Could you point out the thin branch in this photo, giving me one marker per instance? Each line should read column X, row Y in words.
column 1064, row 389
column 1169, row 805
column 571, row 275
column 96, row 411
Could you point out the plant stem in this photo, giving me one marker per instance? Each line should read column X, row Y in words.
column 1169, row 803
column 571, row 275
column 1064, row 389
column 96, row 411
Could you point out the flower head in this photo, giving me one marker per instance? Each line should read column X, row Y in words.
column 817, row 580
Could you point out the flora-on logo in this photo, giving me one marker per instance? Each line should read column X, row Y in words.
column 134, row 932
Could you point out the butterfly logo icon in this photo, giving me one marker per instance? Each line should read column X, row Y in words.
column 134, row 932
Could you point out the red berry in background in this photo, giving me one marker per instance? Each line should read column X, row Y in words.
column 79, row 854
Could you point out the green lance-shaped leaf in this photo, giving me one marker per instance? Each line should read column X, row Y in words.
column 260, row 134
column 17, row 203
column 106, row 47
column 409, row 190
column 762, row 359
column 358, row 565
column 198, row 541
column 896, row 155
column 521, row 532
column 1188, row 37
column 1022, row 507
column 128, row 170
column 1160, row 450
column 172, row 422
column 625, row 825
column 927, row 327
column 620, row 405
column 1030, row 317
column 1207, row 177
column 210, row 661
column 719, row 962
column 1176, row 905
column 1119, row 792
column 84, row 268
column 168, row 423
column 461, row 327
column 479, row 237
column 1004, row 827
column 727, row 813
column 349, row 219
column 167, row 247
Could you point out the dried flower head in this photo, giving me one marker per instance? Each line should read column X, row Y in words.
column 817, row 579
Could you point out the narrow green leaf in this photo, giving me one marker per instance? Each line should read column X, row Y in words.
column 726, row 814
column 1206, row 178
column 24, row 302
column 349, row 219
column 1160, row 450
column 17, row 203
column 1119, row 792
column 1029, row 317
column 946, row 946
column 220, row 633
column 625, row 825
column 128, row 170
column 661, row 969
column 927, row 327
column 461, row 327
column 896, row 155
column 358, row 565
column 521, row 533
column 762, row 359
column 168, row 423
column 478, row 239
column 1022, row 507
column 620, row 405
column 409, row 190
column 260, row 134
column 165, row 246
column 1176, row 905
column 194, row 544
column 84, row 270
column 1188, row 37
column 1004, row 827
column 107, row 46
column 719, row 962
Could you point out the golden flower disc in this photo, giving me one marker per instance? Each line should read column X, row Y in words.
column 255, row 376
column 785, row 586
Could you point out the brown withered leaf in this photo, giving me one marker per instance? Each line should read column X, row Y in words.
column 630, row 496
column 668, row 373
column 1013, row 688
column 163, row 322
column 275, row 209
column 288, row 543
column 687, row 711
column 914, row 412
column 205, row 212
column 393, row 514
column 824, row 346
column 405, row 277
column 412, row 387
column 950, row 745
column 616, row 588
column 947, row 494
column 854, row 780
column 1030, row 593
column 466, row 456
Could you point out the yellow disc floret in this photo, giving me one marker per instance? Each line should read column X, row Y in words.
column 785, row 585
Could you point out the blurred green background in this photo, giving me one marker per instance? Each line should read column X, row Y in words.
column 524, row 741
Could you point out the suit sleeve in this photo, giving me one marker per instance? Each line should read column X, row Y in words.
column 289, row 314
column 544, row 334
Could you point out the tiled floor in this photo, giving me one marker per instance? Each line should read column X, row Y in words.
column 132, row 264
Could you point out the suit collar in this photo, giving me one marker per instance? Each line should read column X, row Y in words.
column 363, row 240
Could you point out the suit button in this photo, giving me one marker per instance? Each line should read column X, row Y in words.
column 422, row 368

§ **Activity**
Only the line containing "Could you point out the suit button" and the lines after it, through the end of the data, should be copied, exactly as they are.

§ **Result**
Could you point out the suit button in this photo, giving me one marker per instance? Each line should read column X, row Y in words.
column 422, row 368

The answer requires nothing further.